• _What to do_:
Pick out each line of the items below that contains the word "officer", and copy those lines. Matching is case-sensitive.

• _Dataset excerpts_:
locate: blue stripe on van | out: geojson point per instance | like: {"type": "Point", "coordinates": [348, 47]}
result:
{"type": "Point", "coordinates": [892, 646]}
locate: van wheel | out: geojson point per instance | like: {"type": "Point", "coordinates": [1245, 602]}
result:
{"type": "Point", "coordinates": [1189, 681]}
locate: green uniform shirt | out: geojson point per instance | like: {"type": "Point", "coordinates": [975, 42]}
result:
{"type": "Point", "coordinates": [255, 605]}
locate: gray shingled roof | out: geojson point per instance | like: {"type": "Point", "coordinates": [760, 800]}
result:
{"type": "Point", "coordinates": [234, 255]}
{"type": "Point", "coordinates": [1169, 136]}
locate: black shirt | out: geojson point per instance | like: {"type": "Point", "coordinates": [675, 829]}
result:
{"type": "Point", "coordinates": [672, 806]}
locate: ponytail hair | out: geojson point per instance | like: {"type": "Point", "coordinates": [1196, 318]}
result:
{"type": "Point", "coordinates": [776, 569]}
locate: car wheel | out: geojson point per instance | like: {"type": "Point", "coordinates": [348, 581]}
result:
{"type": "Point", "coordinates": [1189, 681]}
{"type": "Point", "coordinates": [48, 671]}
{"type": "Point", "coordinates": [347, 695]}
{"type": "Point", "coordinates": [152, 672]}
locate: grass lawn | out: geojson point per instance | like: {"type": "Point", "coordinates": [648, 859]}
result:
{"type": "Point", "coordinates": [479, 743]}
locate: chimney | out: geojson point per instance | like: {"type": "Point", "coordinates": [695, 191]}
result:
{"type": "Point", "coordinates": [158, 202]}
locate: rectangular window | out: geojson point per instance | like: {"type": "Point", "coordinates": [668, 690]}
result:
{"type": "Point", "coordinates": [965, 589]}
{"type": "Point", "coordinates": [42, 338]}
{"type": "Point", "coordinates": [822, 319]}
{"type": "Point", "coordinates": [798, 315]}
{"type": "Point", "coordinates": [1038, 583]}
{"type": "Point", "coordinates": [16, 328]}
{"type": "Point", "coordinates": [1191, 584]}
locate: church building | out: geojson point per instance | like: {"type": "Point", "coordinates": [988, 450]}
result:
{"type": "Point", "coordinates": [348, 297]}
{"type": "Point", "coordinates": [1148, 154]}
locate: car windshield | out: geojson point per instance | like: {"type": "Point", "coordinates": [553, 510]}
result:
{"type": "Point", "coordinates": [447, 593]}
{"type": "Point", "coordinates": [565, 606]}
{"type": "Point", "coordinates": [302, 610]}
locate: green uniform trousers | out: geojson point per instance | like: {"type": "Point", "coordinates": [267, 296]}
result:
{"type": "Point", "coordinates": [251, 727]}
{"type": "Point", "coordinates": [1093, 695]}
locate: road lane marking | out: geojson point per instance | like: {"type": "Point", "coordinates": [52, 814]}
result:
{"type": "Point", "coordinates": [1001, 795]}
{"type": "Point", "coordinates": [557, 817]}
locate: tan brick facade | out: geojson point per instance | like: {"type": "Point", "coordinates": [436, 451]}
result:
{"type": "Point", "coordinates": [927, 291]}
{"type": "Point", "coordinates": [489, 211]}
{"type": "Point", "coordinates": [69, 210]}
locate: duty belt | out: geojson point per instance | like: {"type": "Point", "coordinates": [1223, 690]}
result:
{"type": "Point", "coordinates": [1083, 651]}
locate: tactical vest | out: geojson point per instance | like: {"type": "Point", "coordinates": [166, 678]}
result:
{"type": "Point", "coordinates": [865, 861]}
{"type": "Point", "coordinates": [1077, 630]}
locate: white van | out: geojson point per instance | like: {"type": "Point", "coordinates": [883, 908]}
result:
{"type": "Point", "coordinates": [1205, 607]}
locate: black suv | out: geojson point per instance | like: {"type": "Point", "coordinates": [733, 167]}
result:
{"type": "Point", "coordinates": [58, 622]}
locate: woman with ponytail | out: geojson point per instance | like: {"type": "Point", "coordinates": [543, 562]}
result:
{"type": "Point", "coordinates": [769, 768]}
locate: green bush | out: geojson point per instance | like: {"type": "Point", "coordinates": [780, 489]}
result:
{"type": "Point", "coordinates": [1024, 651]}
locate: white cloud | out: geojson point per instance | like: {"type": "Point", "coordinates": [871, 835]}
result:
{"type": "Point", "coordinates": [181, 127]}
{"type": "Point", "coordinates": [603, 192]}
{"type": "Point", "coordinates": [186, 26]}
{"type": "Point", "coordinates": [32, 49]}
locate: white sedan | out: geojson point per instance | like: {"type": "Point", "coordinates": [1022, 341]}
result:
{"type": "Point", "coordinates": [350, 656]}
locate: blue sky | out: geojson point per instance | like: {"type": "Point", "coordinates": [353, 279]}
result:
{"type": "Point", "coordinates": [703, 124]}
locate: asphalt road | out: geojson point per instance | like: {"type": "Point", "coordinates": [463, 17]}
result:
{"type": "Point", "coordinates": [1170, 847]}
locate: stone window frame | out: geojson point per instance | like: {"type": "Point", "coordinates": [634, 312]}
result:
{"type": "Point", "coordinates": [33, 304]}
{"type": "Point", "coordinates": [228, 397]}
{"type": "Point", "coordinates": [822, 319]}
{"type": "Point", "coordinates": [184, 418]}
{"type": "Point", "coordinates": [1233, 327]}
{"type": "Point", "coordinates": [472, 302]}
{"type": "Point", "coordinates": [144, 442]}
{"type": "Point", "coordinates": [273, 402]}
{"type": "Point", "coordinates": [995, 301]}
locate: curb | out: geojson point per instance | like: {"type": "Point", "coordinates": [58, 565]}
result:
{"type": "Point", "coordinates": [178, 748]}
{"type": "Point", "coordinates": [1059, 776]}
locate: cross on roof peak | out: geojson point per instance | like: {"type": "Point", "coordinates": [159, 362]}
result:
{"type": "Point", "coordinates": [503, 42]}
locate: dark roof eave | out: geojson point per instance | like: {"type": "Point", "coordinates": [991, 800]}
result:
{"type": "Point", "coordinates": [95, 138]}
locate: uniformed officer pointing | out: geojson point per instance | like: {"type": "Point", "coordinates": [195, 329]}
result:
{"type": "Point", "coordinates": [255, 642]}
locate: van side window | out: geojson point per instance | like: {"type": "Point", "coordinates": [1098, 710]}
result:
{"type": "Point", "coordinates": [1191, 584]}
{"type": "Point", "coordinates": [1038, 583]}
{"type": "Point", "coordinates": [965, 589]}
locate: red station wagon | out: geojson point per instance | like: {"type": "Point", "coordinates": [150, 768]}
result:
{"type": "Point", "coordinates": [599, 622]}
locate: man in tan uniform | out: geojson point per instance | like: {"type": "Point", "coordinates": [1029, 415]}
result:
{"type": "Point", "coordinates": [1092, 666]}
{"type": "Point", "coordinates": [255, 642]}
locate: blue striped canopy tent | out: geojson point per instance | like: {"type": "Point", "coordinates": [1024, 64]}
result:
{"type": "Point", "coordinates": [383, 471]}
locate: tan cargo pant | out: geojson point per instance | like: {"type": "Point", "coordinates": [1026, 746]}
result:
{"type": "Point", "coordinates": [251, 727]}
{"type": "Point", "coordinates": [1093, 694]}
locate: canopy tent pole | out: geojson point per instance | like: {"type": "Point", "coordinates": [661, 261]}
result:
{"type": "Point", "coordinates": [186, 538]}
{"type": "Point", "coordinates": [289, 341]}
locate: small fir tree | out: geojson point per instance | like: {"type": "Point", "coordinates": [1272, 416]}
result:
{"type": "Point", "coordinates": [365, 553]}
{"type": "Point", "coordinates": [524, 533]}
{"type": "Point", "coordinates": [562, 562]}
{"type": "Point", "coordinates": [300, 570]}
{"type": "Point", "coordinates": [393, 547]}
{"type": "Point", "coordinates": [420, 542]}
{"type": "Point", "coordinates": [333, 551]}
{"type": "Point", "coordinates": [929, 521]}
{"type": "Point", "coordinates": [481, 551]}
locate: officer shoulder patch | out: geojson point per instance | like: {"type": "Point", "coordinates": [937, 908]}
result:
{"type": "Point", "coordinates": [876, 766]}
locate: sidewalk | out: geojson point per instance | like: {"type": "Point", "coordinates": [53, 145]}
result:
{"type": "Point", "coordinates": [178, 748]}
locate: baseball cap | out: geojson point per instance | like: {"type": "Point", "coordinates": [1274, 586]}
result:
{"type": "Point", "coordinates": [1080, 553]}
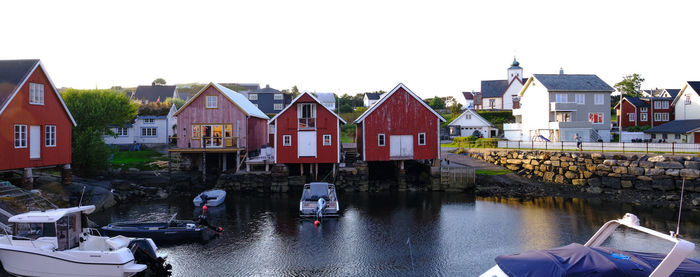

• _Written answer_:
locate: uniformed officer pointing | out: geojson point per instance | like: {"type": "Point", "coordinates": [195, 329]}
locate: officer shoulder patch | out: geojson point per instance | like: {"type": "Point", "coordinates": [937, 908]}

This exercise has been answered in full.